■ Extract:
════

As I write this post, I am having breakfast at a hotel in California. I ordered eggs and was told they have no eggs and that it is very spotty when they come in. Are chickens not laying eggs due to COVID? I don’t think so. [i]
Egg pickers, truck drivers, packaging plant workers, warehouse workers, safety inspectors, merchants, wholesalers, and presumably others are all needed for me to have eggs for breakfast.
While the egg supply chain does not make the headlines, you do hear a lot about inflation, rising wages, and supply chain disruptions, including in childcare. For the U.S. economy to return to pre-pandemic expansion, these forces need to find equilibrium soon. Prolonged economic fits and starts will create more volatility in equity markets and consumption patterns.
All of these byproducts of an uneven recovery from COVID-19 are generally centered around the ability to hire workers to get goods and services up and running, including for eggs.

════

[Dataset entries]
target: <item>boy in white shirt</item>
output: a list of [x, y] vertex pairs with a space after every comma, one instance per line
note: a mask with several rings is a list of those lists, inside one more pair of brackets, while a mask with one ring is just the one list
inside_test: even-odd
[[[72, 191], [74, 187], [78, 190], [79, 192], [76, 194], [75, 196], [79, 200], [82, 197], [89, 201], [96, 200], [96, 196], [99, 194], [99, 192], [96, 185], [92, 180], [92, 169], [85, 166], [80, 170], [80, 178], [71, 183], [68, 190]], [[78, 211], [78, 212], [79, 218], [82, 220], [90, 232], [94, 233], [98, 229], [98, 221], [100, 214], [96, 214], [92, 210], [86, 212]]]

════

■ Task to complete: Print the part of the post about the egg shortage that begins with the words containing "As I write this" and ends with "eggs for breakfast.", word for word.

■ Problem solution:
As I write this post, I am having breakfast at a hotel in California. I ordered eggs and was told they have no eggs and that it is very spotty when they come in. Are chickens not laying eggs due to COVID? I don’t think so. [i]
Egg pickers, truck drivers, packaging plant workers, warehouse workers, safety inspectors, merchants, wholesalers, and presumably others are all needed for me to have eggs for breakfast.